◆ Task details ◆
From the entries below, pull out each line where "hand" appears.

[[ Available records open ]]

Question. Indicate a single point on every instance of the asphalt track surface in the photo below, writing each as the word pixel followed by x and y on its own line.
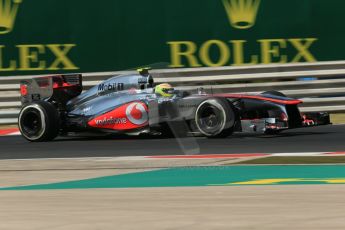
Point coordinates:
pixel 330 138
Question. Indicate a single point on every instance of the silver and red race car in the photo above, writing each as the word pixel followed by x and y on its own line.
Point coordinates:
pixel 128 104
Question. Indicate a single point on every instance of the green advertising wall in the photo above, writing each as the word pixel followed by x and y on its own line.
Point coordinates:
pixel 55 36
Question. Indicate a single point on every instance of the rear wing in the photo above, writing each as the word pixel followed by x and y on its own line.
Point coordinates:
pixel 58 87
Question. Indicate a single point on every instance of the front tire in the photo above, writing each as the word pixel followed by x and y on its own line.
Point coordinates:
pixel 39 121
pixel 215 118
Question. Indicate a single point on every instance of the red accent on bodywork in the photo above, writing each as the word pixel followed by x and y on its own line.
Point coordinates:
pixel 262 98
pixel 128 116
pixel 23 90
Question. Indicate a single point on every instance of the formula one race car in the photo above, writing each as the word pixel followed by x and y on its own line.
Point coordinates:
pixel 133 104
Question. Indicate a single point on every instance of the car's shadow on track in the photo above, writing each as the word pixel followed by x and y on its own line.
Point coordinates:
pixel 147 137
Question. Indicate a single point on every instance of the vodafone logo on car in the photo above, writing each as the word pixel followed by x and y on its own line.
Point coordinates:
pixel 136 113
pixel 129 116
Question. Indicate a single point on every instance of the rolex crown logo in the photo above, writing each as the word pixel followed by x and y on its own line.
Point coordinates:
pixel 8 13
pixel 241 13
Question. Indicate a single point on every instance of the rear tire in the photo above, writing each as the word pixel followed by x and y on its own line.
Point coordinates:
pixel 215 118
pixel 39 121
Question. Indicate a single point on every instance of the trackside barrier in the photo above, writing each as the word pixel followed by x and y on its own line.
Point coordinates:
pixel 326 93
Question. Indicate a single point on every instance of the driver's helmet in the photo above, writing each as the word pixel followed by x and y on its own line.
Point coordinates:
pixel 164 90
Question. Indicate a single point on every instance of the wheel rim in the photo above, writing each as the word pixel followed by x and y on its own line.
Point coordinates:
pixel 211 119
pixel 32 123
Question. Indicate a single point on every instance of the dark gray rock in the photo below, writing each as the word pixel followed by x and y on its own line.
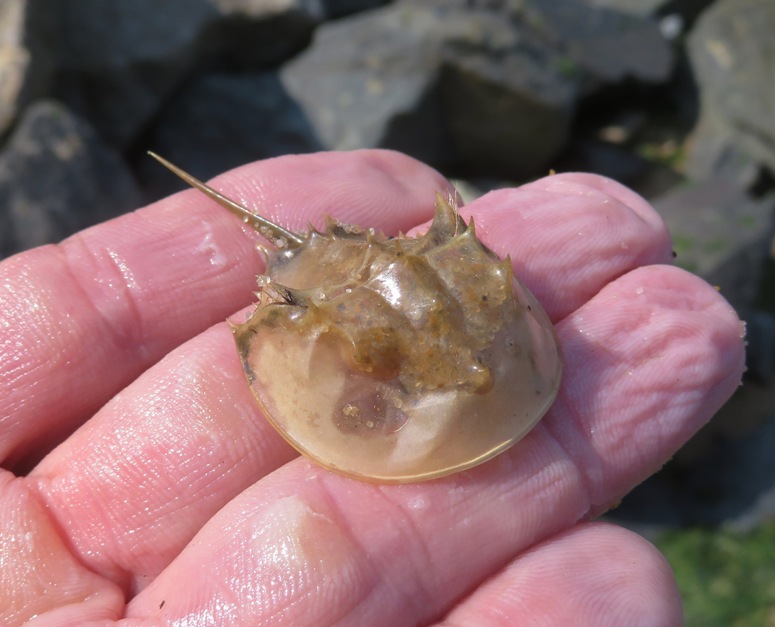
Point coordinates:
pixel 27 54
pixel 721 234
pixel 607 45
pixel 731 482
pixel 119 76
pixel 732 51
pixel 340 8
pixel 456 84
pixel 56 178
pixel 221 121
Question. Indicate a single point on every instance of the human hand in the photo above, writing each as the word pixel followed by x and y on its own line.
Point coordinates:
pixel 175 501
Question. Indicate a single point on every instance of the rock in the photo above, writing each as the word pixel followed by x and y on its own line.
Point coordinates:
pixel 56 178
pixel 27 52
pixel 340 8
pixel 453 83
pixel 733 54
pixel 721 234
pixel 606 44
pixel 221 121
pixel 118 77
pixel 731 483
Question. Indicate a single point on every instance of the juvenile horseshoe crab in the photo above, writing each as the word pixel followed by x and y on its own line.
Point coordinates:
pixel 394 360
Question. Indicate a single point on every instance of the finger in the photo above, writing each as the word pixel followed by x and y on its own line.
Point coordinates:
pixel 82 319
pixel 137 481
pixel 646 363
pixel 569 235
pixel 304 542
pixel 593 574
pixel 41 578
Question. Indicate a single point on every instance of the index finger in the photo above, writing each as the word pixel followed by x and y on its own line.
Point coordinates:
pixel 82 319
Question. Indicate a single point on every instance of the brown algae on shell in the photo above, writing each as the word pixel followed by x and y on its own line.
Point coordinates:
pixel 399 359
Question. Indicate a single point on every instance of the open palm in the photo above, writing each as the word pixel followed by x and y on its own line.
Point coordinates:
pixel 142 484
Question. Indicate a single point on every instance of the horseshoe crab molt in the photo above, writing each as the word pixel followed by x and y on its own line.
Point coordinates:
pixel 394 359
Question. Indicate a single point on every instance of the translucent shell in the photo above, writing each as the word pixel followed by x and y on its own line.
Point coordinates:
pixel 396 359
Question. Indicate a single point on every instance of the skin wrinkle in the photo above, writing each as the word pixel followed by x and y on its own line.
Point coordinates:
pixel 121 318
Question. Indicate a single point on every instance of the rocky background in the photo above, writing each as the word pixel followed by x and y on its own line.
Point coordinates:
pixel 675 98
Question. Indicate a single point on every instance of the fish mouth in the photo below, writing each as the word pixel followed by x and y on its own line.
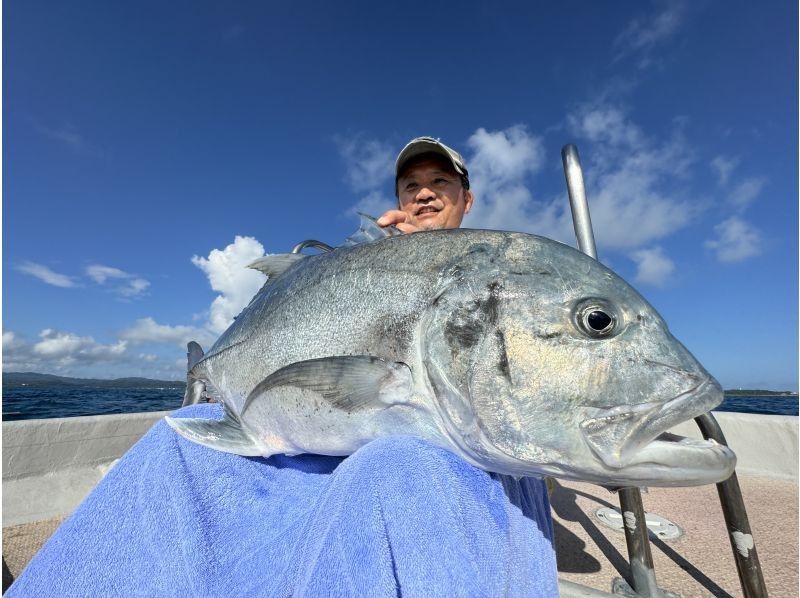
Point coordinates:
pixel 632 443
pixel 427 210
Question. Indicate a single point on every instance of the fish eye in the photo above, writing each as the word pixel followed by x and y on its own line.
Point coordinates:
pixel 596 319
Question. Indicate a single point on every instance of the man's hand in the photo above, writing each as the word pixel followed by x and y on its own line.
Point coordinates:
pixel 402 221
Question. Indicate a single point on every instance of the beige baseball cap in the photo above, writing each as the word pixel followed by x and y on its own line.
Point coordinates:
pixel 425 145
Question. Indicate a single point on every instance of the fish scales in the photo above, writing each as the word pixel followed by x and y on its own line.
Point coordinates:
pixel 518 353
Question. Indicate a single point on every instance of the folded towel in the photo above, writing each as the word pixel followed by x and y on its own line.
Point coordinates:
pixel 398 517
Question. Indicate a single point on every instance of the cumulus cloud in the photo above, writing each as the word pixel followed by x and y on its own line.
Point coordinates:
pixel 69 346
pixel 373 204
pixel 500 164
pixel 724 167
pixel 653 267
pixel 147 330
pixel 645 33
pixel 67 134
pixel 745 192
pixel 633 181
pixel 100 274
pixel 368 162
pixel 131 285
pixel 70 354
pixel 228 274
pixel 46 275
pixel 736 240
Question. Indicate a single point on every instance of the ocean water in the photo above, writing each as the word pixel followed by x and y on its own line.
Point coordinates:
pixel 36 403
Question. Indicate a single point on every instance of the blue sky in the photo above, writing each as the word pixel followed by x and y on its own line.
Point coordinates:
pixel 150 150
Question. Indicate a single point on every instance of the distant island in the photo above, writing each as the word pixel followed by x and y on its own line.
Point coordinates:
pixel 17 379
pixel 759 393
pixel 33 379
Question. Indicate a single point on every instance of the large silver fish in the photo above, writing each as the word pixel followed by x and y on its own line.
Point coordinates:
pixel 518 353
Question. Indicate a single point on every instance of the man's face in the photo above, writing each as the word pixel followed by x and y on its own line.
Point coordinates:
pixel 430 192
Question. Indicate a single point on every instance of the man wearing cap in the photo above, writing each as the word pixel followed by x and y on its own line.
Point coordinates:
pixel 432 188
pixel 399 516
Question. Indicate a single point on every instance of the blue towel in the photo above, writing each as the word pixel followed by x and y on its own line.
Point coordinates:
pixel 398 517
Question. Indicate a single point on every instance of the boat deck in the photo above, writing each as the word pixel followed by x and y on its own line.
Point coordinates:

[[ Available records closed ]]

◆ Answer space ◆
Question. Indicate a single point on every instance of the human hand in the photo above, writing each as the word pixel followed by x and y on its own line.
Question. Indicate a single point on every instance of the man's hand in the photo above, writing each as the word pixel followed by x and y on its own line.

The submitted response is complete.